#### SOURCE PASSAGE:
# Lucky's Mohawk



## bailey02 (May 1, 2009)

I saw Courtneys Lisa got a mohawk to!!! I can't blame dad I actually asked the groomer to do this. He looks like a grimlin..lol


----------



## CorkieYorkie (Apr 10, 2012)

LOL :w00t: I LOVE it!! I was thinking blue too, or pink if they had any dye, not that this was my idea or anything.. :innocent: Lisa looks like a gremlin too!! but her one eye and underbite make her look like one anyways :HistericalSmiley:


----------



## Yogi's Mom (Jan 6, 2013)

*Ok That's Awesome I Love it. *


----------



## LuvMyBoys (Jan 2, 2012)

Love this too! Y'all rock. Life is short have some fun when you can. This makes me smile. 


Sent from Petguide.com Free App


----------



## mrsmediauph (Feb 19, 2013)

:thumbsup::rochard: LOVE it!


----------



## maggieh (Dec 16, 2007)

You have just given me a great idea - a blue and orange Bears' colors Mohawk for football season! I expect to see your baby in Texans colors come fall!


----------



## CorkieYorkie (Apr 10, 2012)

maggieh said:


> You have just given me a great idea - a blue and orange Bears' colors Mohawk for football season! I expect to see your baby in Texans colors come fall!


Maggie, DO IT!!!!! :w00t:


----------



## bailey02 (May 1, 2009)

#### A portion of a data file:
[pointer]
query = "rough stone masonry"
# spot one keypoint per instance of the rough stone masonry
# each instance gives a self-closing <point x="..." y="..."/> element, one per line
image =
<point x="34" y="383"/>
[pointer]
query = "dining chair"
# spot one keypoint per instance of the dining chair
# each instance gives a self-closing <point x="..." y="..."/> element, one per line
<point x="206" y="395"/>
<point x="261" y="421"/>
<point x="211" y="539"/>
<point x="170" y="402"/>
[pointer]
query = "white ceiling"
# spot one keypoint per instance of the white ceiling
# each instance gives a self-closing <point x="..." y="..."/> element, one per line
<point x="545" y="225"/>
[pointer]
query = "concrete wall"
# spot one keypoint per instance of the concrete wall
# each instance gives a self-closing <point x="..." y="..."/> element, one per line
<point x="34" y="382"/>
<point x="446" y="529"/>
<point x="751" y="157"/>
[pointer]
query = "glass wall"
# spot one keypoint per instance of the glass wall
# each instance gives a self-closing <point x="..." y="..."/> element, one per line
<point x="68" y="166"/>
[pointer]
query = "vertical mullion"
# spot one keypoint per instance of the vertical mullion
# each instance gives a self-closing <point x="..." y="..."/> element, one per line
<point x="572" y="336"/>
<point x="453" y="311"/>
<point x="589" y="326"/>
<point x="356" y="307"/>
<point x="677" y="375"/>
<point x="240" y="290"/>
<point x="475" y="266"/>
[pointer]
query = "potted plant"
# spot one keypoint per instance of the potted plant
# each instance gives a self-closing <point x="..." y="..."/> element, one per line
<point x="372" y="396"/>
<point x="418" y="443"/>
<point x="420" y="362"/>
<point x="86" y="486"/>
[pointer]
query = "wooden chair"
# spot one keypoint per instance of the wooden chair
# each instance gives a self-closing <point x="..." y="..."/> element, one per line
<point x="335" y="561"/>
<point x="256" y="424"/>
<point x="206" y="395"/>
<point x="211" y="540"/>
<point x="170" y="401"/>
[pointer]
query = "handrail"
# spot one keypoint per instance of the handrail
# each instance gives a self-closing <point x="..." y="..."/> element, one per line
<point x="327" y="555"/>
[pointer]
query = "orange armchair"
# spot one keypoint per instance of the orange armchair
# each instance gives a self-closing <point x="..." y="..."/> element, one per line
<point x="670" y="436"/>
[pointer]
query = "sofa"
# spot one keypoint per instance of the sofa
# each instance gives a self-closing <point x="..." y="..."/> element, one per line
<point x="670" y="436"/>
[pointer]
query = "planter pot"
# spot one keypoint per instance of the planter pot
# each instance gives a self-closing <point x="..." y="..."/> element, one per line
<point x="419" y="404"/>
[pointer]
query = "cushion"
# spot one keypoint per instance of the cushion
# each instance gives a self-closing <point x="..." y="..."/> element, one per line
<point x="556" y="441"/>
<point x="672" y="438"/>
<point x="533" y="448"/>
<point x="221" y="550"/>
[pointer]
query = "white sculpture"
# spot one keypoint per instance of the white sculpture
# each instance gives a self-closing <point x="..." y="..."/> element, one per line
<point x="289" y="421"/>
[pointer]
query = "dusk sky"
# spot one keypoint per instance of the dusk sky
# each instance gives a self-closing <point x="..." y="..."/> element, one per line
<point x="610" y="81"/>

#### PARTS OF THE EXERCISE:
1. Summarize the thread about Lucky's mohawk in two sentences.
2. Output the stretch of the thread about Lucky's mohawk from "## Yogi's Mom" through "makes me smile.".

#### SOLUTIONS TO EACH TASK:
1. bailey02 says the groomer gave the mohawk at bailey02's own request and that Courtney's Lisa got a mohawk too, and other members respond with enthusiasm, one of them mentioning blue or pink dye. maggieh says it inspired the idea of a blue and orange Bears' colors mohawk for football season, and CorkieYorkie urges her to do it.

2.
## Yogi's Mom (Jan 6, 2013)

*Ok That's Awesome I Love it. *


----------



## LuvMyBoys (Jan 2, 2012)

Love this too! Y'all rock. Life is short have some fun when you can. This makes me smile.